STATED PROBLEM 1: For the interview text about the film Dark Girls, decide whether each statement below agrees with it: (a) Bill Duke directed the documentary; (b) the doll test given to African-American children was the crucial evidence in Brown vs. Board of Education; (c) the film is scheduled to be shown in Oakland on January 20. Answer yes or no for each, quoting the words of the text that settle it.

READING TEXT:
▽

Interview: Bill Duke of ‘Dark Girls,’ A Film About Race, Gender, and Skin Color

Posted on January 18, 2012 at 8:00 am

Copyright 2018 AMC
Not many people remember today that the crucial evidence in the ground-breaking Brown vs. Board of Education Supreme Court case was a test given to African-American children that proved there was no such thing as “separate but equal.”  The children were shown white and black dolls and asked to point to “the nice doll,” “the one you’d like to play with,” and “the doll that looks bad.”  The test revealed that the very fact of segregation conveyed an inescapable message of superiority.

The same test is given to a child in Dark Girls, a searing and very important new documentary from director Bill Duke (“Not Easily Broken,” “Sister Act 2”) about the last unspoken bigotry inside and outside the African-American community, based on skin tones.  From the “paper bag rule” that allowed only those with skin lighter than a paper bag to join elite clubs to the debates over the portrayal of light- and dark-skinned characters in “Precious,” this continues to be so painfully divisive that it is seldom openly discussed.  Duke and I shared a pot of tea by a fireplace on a cold winter afternoon as we discussed the making of the film and “the unmentionable issue that should always be mentioned.”  Following sold-out shows in Atlanta and Oakland, the movie will be shown in Washington D.C. on January 20.

△

[Image entries on named regions]
▽

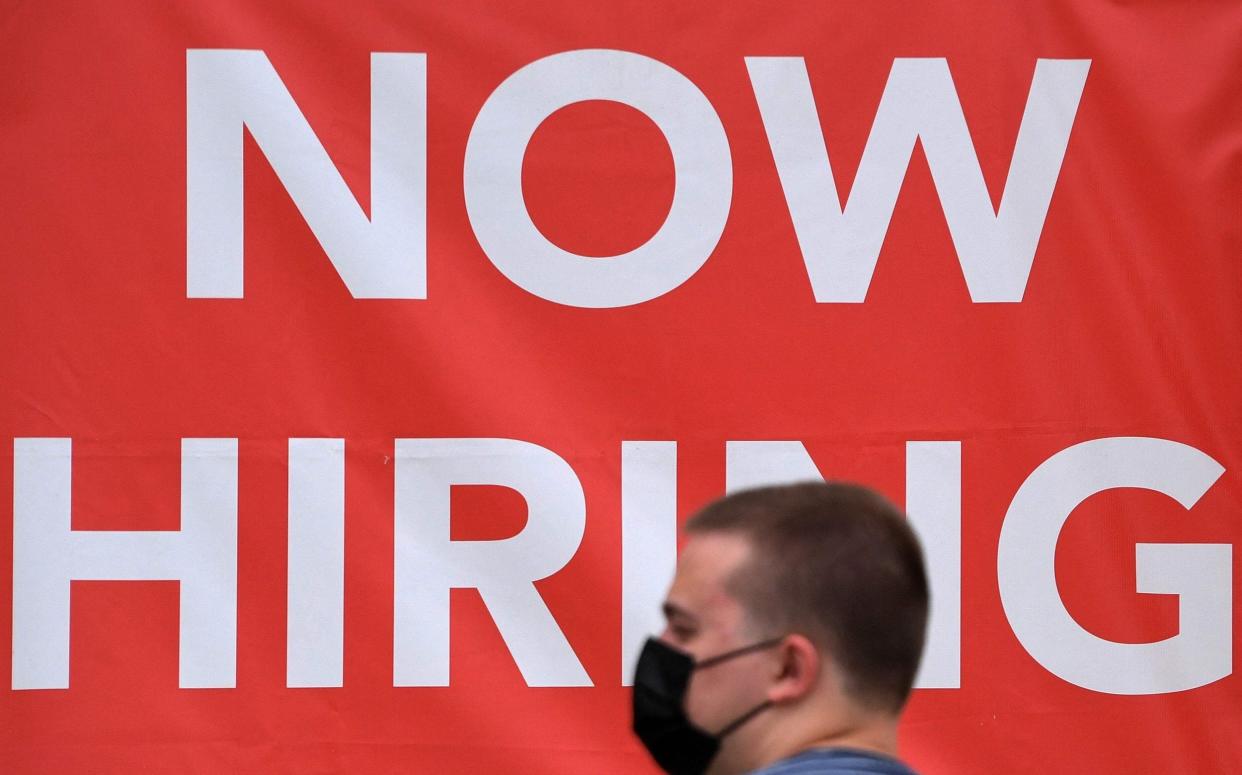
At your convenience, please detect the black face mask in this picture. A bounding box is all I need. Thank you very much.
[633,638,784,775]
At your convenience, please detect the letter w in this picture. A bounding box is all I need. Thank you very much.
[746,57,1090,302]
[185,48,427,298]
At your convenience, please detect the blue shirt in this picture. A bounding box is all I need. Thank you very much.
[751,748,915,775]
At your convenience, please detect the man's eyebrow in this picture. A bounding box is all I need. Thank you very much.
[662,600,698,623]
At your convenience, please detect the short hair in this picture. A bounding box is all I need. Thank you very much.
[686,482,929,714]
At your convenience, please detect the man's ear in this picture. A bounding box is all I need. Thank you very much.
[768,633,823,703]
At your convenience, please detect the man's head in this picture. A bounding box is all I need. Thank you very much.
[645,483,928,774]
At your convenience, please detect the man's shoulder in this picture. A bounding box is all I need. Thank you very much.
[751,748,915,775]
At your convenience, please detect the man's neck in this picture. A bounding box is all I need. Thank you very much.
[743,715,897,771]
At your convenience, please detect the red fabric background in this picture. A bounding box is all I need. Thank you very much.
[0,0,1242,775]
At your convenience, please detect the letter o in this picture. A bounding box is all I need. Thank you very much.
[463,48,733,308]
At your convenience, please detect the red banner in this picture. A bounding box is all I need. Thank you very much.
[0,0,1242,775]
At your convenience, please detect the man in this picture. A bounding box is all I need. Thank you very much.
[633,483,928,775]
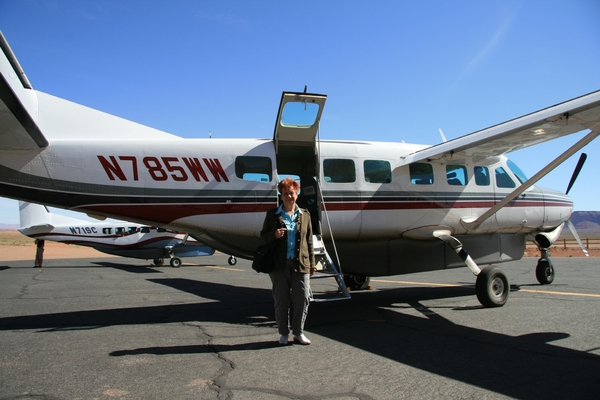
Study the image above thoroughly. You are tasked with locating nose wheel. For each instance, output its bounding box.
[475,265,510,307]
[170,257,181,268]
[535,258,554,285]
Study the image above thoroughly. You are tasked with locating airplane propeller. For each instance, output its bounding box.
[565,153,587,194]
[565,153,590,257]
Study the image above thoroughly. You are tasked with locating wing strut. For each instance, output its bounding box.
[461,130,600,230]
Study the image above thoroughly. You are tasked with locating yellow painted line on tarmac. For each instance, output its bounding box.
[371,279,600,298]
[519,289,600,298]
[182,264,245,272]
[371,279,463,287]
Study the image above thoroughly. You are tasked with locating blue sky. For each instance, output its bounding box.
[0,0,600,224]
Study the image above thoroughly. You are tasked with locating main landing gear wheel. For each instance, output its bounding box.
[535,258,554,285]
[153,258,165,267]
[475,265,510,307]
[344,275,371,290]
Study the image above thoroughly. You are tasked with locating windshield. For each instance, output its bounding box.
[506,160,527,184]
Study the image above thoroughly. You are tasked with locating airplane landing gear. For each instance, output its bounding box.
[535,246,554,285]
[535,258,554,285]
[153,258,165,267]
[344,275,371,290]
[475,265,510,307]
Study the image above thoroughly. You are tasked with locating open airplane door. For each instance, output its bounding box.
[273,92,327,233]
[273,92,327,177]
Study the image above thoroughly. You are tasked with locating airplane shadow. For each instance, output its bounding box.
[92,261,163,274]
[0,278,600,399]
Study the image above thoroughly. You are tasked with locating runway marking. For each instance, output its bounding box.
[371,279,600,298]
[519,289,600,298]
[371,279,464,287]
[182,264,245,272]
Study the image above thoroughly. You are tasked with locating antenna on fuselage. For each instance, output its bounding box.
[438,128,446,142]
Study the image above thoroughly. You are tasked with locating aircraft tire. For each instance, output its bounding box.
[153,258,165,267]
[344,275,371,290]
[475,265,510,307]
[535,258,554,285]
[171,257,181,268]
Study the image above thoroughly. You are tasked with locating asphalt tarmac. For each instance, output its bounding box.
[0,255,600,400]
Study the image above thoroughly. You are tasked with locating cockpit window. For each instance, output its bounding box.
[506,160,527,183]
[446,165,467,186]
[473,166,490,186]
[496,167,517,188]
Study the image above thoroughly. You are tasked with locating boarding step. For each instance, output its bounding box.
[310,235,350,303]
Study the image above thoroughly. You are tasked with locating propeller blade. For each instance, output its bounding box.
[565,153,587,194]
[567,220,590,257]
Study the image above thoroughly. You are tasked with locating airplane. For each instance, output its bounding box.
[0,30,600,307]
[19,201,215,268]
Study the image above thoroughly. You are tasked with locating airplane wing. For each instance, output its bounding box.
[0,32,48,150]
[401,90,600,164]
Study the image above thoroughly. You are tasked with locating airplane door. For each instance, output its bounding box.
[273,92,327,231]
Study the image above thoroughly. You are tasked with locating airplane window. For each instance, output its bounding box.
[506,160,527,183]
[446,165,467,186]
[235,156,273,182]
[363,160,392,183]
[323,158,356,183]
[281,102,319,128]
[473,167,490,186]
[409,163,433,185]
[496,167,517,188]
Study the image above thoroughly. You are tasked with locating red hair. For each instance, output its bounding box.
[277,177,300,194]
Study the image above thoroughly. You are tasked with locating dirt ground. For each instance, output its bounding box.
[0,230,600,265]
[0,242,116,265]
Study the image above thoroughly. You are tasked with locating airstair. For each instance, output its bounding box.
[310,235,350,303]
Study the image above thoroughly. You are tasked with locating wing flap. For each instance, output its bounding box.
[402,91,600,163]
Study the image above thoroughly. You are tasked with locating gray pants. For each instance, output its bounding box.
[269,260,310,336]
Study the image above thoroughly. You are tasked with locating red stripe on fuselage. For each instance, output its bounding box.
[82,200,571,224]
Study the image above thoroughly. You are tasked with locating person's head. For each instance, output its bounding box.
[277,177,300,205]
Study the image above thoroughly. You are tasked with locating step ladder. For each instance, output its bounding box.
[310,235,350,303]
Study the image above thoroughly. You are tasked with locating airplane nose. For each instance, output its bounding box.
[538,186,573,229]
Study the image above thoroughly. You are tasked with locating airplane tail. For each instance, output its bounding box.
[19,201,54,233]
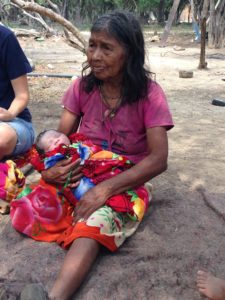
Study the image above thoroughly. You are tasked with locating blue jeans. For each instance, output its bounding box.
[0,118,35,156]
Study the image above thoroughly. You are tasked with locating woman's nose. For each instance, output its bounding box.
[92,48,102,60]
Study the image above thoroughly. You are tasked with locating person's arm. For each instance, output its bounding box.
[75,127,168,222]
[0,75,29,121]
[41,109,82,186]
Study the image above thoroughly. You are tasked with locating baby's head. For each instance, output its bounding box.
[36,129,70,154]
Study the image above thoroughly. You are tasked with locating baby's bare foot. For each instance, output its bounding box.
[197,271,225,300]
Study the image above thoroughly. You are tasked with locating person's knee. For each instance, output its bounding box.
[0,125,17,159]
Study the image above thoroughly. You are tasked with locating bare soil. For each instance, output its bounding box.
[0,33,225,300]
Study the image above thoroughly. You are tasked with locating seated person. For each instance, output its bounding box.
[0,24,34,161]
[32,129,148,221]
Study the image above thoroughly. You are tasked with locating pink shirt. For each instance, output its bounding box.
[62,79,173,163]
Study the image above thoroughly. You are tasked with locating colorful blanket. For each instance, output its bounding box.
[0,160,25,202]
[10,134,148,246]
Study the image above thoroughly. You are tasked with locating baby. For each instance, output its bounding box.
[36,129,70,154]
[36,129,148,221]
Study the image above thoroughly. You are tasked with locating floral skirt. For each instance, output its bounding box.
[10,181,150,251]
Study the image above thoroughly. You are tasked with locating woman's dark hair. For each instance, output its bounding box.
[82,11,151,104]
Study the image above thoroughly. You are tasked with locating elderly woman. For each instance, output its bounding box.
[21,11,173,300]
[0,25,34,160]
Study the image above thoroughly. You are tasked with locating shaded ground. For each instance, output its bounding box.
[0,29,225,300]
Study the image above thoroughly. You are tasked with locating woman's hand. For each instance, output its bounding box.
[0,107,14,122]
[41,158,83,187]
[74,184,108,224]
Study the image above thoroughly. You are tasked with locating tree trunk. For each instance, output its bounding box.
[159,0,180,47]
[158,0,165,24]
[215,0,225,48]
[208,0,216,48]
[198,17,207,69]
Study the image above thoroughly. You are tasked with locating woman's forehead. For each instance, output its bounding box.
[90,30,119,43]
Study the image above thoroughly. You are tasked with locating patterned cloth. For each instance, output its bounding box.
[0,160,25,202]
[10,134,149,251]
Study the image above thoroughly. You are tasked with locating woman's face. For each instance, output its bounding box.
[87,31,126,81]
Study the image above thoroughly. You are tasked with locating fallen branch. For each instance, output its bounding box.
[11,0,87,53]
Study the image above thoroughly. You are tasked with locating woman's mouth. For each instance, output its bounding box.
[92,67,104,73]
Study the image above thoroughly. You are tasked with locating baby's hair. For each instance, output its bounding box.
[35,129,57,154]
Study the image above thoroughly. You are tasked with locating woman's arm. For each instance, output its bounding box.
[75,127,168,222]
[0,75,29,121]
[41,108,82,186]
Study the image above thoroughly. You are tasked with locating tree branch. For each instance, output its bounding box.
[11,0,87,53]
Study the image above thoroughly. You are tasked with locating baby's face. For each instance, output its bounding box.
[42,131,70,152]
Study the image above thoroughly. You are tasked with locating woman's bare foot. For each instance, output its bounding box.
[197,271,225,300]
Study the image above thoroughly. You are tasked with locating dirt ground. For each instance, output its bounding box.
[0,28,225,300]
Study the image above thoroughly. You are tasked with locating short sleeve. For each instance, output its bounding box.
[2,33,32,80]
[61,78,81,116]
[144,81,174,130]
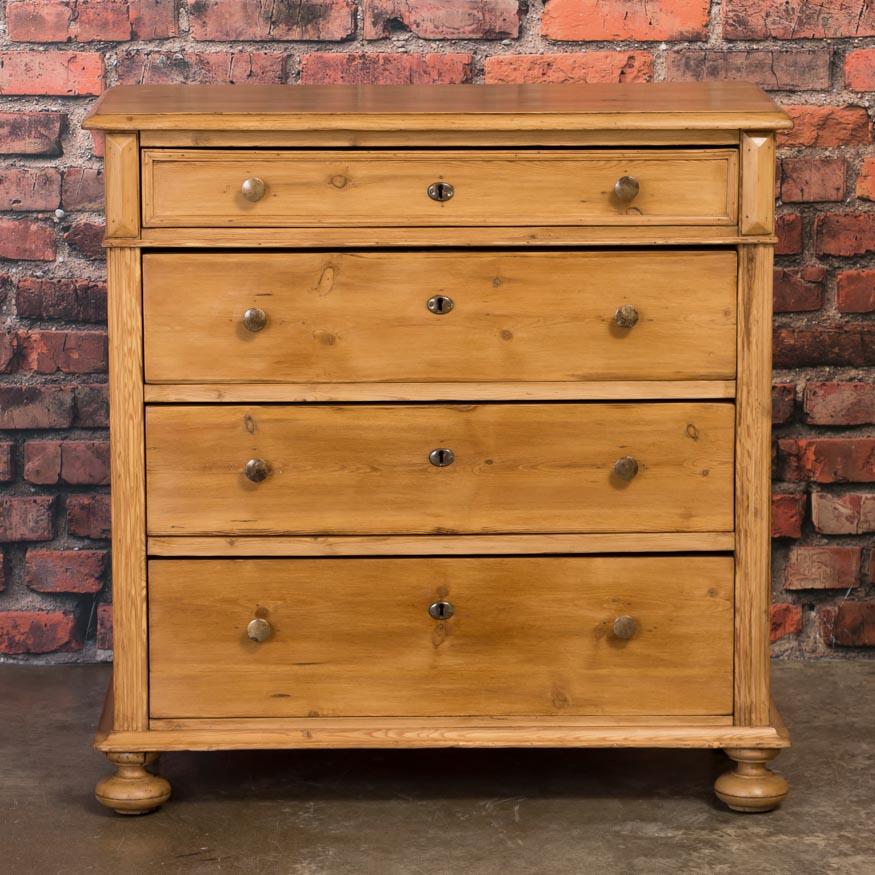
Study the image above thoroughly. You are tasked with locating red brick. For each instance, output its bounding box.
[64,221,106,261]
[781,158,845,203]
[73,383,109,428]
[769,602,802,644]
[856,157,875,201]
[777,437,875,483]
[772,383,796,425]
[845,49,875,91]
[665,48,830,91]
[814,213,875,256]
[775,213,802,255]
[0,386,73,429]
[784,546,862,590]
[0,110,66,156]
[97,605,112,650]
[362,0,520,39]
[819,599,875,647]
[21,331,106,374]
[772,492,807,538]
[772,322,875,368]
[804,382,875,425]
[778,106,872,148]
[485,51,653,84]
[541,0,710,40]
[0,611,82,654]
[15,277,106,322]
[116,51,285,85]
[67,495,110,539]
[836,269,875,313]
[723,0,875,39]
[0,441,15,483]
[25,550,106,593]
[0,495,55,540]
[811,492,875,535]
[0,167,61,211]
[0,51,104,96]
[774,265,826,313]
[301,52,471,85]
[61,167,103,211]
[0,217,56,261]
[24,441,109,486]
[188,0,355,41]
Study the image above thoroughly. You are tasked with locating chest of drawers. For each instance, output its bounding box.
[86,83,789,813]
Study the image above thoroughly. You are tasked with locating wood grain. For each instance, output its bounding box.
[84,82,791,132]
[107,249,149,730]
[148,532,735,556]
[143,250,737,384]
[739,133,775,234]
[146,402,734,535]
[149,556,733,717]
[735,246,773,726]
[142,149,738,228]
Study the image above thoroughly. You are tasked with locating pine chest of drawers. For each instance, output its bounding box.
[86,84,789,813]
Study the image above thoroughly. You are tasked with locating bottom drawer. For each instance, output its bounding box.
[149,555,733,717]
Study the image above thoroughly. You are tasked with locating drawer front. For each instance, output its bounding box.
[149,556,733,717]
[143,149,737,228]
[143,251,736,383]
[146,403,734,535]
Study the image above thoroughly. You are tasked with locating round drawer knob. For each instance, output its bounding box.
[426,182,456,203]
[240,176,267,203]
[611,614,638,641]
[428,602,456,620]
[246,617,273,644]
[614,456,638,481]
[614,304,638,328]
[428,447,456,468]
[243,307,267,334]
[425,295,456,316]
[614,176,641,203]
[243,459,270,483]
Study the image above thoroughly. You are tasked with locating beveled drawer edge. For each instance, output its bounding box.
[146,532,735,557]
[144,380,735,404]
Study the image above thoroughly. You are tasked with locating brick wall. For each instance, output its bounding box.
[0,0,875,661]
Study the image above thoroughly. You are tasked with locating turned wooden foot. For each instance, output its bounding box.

△

STATED PROBLEM 2: Reproduce the lines of the listing verbatim, beginning with the line containing "edge. For each instance, output its bounding box." and continuing through the final line of the listing.

CORRECT OUTPUT 1:
(a) Yes: "a searing and very important new documentary from director Bill Duke."
(b) Yes: "the crucial evidence in the ground-breaking Brown vs. Board of Education Supreme Court case was a test given to African-American children."
(c) No: "the movie will be shown in Washington D.C. on January 20."

CORRECT OUTPUT 2:
Study the image above thoroughly. You are tasked with locating beveled drawer edge. For each instance, output its bounding box.
[146,532,735,557]
[144,380,735,404]
Study the image above thoroughly. You are tasked with locating brick wall. For each instance, output its bounding box.
[0,0,875,661]
Study the image above thoroughly. You are tasked with locating turned wooden foot. For each instance, output its bounding box.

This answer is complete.